#### Exercise details
After reading the listing below, copy it out exactly.

#### Information shown
········

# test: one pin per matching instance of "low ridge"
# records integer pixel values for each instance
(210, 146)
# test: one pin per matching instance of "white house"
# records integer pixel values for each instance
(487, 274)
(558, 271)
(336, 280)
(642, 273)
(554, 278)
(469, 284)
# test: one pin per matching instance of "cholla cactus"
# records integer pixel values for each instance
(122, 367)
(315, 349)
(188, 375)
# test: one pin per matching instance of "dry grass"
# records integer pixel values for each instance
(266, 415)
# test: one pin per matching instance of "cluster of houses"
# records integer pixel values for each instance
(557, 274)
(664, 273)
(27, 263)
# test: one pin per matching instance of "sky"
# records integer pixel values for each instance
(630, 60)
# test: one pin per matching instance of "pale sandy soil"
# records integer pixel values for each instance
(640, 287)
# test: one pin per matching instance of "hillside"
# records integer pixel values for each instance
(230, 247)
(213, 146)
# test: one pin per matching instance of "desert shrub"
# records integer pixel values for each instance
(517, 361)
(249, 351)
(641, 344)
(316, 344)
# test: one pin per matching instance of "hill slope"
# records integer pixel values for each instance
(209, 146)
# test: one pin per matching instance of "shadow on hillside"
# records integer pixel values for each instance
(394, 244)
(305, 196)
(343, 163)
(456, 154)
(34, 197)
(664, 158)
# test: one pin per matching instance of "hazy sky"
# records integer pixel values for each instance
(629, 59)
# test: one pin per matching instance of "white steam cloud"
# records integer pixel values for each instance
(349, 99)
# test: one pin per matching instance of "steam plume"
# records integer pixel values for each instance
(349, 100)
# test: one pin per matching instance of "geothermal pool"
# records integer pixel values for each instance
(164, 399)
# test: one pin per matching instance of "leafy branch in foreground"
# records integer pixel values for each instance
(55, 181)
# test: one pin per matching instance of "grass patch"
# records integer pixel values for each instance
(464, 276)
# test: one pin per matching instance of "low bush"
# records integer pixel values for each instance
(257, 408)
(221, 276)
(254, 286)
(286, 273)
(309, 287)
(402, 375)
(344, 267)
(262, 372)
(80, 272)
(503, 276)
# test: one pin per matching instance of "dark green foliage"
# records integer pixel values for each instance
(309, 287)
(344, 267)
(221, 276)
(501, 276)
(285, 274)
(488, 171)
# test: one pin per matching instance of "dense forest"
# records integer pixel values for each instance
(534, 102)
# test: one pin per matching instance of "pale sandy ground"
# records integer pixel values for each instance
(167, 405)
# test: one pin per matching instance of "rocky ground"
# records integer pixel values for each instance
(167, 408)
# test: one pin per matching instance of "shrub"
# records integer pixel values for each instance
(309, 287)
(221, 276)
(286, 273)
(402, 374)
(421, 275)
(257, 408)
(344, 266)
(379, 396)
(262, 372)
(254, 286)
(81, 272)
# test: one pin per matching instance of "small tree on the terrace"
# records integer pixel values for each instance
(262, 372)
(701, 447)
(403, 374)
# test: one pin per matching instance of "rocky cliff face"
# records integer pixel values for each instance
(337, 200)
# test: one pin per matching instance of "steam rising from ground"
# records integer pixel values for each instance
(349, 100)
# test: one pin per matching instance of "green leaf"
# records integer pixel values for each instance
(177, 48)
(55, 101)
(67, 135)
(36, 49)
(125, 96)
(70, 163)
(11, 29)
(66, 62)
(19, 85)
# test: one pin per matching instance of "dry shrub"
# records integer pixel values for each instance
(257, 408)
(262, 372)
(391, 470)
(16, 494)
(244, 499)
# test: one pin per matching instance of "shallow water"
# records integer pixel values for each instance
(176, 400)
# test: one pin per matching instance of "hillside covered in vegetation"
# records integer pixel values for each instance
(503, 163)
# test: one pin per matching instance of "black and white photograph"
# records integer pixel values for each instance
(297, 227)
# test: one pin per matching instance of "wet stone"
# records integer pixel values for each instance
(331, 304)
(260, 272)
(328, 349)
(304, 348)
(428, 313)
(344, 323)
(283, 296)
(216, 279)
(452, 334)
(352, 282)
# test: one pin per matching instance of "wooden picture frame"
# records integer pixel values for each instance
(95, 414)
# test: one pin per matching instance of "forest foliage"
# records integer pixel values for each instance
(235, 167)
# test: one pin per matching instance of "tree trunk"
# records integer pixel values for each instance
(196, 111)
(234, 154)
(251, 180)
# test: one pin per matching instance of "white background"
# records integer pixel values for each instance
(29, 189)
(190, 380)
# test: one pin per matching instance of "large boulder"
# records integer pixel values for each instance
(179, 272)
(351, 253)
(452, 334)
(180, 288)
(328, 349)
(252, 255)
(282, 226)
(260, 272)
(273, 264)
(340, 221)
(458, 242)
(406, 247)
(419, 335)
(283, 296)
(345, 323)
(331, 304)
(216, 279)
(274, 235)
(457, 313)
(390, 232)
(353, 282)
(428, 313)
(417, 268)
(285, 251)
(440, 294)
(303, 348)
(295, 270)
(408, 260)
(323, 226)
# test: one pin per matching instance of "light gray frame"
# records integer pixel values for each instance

········

#### Solution to this task
# test: one pin per matching instance of "low ridge"
# records integer pixel values for each instance
(210, 146)
# test: one pin per matching instance of "white house"
# records integer pixel values for each instance
(487, 274)
(558, 271)
(336, 280)
(642, 273)
(554, 278)
(469, 284)
# test: one pin per matching instance of "cholla cactus"
# records integer pixel values for each instance
(122, 367)
(315, 349)
(188, 375)
# test: one pin per matching instance of "dry grass"
# records integer pixel values for each instance
(266, 415)
# test: one pin per matching instance of "cluster of houses"
# records integer pixel values for each instance
(557, 274)
(664, 273)
(27, 263)
# test: one pin per matching instance of "sky"
# records integer pixel values for each instance
(630, 60)
# test: one pin per matching instance of "pale sandy soil"
# records integer pixel values for each instance
(640, 287)
# test: one pin per matching instance of "hillside"
# records integer pixel values for each instance
(230, 247)
(213, 146)
# test: one pin per matching instance of "desert shrub"
# records integer pixel values for each instance
(517, 361)
(249, 351)
(641, 344)
(316, 344)
# test: one pin per matching instance of "hill slope"
# records integer pixel values for each instance
(209, 146)
# test: one pin per matching instance of "shadow on hillside"
# records integer pixel values for each instance
(394, 244)
(305, 196)
(343, 163)
(456, 154)
(34, 197)
(664, 158)
# test: one pin per matching instance of "hazy sky"
# records integer pixel values for each instance
(629, 59)
# test: one pin per matching instance of "white steam cloud"
# records integer pixel values for each instance
(349, 99)
# test: one pin per matching instance of "steam plume"
# records integer pixel values for each instance
(349, 100)
# test: one pin per matching instance of "geothermal pool"
# records integer pixel values for each instance
(164, 399)
# test: one pin per matching instance of "leafy branch in foreground"
# records integer pixel values for each instance
(55, 181)
# test: one pin per matching instance of "grass patch"
# records integer pixel values for each instance
(464, 276)
# test: one pin per matching instance of "low bush"
# records integer pixel values for each instance
(257, 408)
(221, 276)
(254, 286)
(286, 273)
(309, 287)
(402, 375)
(344, 267)
(262, 372)
(80, 272)
(503, 276)
# test: one pin per matching instance of "dark green foliage"
# records integer pixel values for each instance
(309, 287)
(344, 267)
(221, 276)
(501, 276)
(285, 274)
(488, 171)
# test: one pin per matching instance of "dense forest"
# records integer pixel values for each instance
(534, 102)
# test: one pin per matching instance of "pale sandy ground"
# records integer pixel values for each instance
(167, 405)
# test: one pin per matching instance of "rocky ground"
# records integer pixel values for each instance
(167, 408)
# test: one pin per matching instance of "shrub"
# records integer pixel values for each instance
(309, 287)
(221, 276)
(286, 273)
(402, 374)
(421, 275)
(257, 408)
(344, 266)
(379, 396)
(262, 372)
(254, 286)
(81, 272)
# test: one pin per matching instance of "small tree on the terrace"
# records integer pixel values for each instance
(262, 372)
(701, 447)
(403, 374)
# test: one pin per matching instance of "rocky cliff face"
# records integer pixel values for each instance
(337, 200)
# test: one pin per matching instance of "steam rising from ground"
# records integer pixel values for each instance
(349, 100)
# test: one pin per matching instance of "green leaf"
# records integer pixel values for each instance
(177, 48)
(55, 101)
(67, 135)
(36, 49)
(125, 96)
(70, 163)
(11, 29)
(66, 62)
(19, 85)
# test: one pin per matching instance of "dry shrub"
# records integer pixel values for each instance
(257, 408)
(262, 372)
(391, 470)
(16, 494)
(244, 499)
# test: one pin per matching instance of "shallow water"
# records integer pixel values for each instance
(176, 400)
# test: one pin per matching instance of "hillside covered in vegetation"
# records integer pixel values for each instance
(503, 163)
# test: one pin per matching instance of "black and white photograph"
# records integer pixel values for each instance
(297, 227)
# test: one pin per matching instance of "wet stone"
# records integer pixel values for each instance
(331, 304)
(260, 272)
(328, 349)
(304, 348)
(428, 313)
(344, 323)
(283, 296)
(216, 279)
(452, 334)
(352, 282)
# test: one pin per matching instance of "wooden picture frame"
# records integer pixel values for each instance
(95, 414)
# test: one pin per matching instance of "forest foliage"
# records integer pixel values for each instance
(235, 167)
# test: one pin per matching instance of "tree trunk"
# records integer pixel values for each instance
(196, 111)
(234, 154)
(251, 180)
# test: one pin per matching instance of "white background"
# records integer pixel values for each instance
(29, 189)
(190, 380)
# test: one pin per matching instance of "large boulder"
# records integer pixel values for each instance
(179, 272)
(351, 253)
(452, 334)
(180, 288)
(328, 349)
(252, 255)
(282, 226)
(260, 272)
(273, 264)
(340, 221)
(458, 242)
(406, 247)
(419, 335)
(283, 296)
(345, 323)
(331, 304)
(216, 279)
(274, 235)
(457, 313)
(390, 232)
(353, 282)
(428, 313)
(417, 268)
(285, 251)
(440, 294)
(303, 348)
(295, 270)
(408, 260)
(323, 226)
# test: one pin per matching instance of "light gray frame"
# records integer pixel values for each instance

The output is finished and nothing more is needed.